# Work to complete:
Express the lines of the records as a JSON list of strings, one string per line with blank lines omitted. Begin at the line containing "baby stroller. Report pixel corners as JSON arrays." and stop after the line containing "[[592, 346, 610, 398], [592, 587, 610, 638]]".

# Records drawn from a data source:
***

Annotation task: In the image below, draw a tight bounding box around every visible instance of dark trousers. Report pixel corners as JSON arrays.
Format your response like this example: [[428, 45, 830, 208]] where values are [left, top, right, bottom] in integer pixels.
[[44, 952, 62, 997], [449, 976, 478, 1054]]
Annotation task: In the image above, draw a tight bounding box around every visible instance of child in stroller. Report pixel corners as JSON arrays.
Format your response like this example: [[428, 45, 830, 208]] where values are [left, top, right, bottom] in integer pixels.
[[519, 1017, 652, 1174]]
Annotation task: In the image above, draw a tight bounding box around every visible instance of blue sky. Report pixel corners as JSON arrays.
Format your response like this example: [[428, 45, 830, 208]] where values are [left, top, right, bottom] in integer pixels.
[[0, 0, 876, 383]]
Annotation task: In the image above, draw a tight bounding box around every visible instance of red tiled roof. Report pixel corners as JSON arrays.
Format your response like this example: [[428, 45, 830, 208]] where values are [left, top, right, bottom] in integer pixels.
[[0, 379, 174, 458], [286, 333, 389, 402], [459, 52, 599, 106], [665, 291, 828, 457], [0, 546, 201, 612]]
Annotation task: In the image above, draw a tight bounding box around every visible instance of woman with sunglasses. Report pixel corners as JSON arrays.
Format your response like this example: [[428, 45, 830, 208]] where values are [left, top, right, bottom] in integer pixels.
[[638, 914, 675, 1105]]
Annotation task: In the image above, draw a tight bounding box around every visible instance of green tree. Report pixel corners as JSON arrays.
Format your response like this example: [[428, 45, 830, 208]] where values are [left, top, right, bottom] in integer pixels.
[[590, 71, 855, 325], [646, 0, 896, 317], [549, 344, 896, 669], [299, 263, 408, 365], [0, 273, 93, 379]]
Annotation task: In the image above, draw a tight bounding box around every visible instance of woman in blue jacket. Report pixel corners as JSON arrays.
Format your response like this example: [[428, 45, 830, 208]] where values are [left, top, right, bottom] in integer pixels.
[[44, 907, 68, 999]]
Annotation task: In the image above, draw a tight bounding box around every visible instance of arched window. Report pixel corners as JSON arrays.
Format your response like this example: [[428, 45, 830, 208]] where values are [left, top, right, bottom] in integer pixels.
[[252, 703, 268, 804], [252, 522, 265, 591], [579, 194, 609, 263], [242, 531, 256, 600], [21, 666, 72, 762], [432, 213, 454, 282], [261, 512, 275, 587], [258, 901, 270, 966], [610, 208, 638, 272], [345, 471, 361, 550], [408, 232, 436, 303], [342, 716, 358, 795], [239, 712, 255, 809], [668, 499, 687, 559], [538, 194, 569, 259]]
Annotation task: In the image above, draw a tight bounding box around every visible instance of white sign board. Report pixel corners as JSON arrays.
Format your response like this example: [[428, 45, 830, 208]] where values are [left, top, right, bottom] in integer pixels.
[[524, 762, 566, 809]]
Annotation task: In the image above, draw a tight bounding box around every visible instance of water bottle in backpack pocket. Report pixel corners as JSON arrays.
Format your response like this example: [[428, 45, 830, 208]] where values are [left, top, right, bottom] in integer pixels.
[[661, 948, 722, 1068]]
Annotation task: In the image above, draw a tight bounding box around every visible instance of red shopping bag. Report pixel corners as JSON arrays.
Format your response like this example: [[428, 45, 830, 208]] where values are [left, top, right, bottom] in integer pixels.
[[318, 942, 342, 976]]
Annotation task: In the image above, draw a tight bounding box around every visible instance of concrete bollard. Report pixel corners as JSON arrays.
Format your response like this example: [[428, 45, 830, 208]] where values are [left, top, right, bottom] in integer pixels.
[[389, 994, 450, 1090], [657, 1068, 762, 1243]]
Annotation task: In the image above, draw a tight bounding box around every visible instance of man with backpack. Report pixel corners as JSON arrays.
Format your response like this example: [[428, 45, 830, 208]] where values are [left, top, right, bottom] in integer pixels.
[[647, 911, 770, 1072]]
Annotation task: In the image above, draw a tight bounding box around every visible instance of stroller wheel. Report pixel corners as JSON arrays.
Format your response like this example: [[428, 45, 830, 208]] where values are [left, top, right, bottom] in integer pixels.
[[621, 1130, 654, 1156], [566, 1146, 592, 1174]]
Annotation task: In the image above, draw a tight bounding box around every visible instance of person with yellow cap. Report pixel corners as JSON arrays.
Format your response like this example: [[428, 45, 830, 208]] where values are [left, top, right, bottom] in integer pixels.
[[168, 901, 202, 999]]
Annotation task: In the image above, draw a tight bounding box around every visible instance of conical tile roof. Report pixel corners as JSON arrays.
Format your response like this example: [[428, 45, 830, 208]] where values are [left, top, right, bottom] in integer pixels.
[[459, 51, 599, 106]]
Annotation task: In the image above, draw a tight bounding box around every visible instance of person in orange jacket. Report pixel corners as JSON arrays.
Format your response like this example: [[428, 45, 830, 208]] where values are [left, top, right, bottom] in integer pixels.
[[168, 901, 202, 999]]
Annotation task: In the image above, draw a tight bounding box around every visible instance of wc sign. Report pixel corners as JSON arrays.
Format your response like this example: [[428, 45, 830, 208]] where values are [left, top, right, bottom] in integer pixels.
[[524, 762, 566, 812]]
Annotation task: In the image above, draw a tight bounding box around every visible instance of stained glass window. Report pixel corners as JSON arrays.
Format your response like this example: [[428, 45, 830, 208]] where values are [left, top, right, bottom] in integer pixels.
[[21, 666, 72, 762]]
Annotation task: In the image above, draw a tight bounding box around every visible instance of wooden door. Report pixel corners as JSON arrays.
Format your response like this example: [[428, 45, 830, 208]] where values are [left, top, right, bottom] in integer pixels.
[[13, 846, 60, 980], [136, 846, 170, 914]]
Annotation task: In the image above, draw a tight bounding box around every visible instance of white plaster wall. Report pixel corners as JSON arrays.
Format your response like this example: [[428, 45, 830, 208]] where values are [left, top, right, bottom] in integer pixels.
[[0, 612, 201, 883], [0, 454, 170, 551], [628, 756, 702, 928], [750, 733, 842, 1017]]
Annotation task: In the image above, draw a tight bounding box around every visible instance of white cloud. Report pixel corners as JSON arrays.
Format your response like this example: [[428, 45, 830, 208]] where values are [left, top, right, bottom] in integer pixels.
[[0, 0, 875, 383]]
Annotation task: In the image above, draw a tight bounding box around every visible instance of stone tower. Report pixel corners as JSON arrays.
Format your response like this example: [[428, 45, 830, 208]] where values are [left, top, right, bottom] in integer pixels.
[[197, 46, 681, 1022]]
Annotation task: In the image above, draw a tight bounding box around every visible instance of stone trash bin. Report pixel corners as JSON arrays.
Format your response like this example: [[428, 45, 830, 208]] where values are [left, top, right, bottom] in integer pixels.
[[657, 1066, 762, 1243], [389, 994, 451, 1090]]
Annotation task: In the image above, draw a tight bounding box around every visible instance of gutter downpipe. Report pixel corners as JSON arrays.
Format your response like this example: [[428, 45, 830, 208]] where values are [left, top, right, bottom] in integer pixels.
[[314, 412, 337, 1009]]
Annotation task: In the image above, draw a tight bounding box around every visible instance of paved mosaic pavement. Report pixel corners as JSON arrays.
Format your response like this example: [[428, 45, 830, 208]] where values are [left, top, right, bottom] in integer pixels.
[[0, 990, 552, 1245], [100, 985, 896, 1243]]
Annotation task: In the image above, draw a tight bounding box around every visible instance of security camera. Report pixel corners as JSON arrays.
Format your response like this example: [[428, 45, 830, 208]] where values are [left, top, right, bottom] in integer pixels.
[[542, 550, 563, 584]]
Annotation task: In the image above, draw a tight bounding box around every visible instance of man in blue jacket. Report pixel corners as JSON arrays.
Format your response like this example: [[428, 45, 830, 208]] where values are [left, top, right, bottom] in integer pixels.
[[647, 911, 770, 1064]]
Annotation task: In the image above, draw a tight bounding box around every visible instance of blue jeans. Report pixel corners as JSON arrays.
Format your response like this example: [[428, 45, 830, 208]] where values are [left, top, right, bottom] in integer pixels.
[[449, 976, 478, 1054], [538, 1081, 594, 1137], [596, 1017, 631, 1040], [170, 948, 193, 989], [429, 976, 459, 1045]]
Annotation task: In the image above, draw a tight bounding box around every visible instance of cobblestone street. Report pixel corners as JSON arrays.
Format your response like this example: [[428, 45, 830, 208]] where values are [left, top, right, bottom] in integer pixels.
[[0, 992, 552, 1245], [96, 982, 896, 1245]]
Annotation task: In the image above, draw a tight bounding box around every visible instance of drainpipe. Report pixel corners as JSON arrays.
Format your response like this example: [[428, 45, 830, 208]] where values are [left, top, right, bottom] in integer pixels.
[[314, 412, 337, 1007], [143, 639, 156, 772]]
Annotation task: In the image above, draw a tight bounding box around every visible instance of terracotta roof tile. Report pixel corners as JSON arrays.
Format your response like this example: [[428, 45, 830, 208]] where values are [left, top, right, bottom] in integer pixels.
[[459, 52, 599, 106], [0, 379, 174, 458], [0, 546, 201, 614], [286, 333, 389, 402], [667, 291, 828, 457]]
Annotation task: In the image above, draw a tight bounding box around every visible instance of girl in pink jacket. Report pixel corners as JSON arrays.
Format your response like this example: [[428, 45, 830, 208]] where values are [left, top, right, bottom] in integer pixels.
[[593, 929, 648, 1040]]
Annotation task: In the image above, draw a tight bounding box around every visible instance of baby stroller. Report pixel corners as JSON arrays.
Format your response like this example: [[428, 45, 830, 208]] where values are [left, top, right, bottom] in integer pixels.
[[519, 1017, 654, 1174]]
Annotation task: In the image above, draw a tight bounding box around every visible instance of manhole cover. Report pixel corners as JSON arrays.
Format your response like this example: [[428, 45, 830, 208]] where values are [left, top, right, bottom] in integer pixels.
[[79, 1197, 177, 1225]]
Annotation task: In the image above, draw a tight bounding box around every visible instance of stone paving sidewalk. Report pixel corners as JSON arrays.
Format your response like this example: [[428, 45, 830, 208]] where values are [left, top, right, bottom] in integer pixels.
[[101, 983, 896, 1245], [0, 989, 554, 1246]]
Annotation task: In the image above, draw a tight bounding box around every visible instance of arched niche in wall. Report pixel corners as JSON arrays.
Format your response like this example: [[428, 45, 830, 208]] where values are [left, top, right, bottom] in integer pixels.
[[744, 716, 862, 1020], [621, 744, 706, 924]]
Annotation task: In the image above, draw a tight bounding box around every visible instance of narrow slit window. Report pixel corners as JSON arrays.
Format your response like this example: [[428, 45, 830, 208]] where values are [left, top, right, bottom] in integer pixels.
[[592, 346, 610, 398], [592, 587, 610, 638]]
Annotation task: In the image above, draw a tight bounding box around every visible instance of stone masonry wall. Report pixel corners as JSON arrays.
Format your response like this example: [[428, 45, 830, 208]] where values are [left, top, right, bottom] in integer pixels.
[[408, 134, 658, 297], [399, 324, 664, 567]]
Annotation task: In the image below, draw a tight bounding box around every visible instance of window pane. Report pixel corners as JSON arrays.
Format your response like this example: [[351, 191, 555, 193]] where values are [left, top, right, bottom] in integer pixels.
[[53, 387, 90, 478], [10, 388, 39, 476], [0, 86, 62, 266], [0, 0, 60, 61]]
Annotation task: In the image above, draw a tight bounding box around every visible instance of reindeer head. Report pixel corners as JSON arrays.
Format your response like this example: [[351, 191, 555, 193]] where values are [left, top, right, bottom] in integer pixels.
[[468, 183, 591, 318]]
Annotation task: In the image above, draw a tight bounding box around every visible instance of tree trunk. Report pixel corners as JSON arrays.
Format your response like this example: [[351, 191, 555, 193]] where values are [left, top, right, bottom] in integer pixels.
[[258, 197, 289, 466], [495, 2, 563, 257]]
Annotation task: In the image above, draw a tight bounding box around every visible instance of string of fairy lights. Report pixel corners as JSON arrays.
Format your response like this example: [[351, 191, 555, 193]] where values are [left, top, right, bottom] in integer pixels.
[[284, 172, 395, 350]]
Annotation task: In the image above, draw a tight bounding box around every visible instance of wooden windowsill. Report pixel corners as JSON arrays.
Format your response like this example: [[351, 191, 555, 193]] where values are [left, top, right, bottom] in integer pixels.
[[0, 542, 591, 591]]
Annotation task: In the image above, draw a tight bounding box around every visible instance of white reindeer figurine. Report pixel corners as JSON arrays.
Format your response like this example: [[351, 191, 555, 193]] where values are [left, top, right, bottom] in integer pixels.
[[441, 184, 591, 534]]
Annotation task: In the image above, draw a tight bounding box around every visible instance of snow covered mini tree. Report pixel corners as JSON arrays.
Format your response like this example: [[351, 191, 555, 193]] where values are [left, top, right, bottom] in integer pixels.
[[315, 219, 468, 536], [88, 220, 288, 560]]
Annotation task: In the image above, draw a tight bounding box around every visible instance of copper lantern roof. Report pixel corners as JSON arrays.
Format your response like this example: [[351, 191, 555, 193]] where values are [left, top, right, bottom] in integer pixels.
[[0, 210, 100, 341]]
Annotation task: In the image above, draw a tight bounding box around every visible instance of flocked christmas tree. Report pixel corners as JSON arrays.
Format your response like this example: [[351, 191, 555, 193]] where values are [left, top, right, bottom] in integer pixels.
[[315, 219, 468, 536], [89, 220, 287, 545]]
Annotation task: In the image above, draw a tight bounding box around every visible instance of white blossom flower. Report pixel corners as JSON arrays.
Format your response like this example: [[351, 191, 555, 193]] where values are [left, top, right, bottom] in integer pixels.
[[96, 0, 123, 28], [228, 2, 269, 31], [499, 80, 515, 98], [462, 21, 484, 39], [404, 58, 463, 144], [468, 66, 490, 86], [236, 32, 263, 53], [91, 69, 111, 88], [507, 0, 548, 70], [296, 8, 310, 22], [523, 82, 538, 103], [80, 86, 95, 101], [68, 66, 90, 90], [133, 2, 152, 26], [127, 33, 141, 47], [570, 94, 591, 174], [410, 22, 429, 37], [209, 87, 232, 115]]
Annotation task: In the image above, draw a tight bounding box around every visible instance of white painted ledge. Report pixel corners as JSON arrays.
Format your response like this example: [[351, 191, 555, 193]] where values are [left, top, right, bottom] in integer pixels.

***

# Complete response:
[
  "Annotation task: In the image above, draw a tight bounding box around every visible instance of baby stroller. Report pixel corners as JSON arrays.",
  "Format your response like this example: [[428, 45, 830, 208]] where values are [left, top, right, bottom] in integer pixels.",
  "[[519, 1017, 654, 1174]]",
  "Annotation task: In the image above, draw a tight bounding box around every visible instance of manhole cover. Report pixel corners as JSON arrays.",
  "Format your response like this example: [[428, 45, 830, 208]] where values are [left, top, right, bottom] in integer pixels.",
  "[[79, 1197, 177, 1225]]",
  "Annotation task: In the image above, draw a tight bounding box around every visible instance of stone paving sidewalk. Report pixel corners as JSON arrays.",
  "Format your response like this example: [[428, 45, 830, 208]] where values are [left, top, right, bottom] in integer pixels.",
  "[[101, 983, 896, 1245], [0, 989, 554, 1246]]",
  "Annotation task: In the image above, draw a tight bounding box around every visible instance of arched niche in wall. Report pixel corners as JSON arrays.",
  "Format your response like this example: [[428, 45, 830, 208]] where values are [left, top, right, bottom] in integer pixels.",
  "[[744, 716, 862, 1020], [621, 744, 706, 924]]",
  "Annotation task: In the image above, draw a tight bounding box around every visible instance of narrow slit window. Report pixel corners as JSON arrays.",
  "Format your response like this example: [[428, 45, 830, 208]] where values are [left, top, right, bottom] in integer pixels.",
  "[[592, 346, 610, 398], [592, 587, 610, 638]]"
]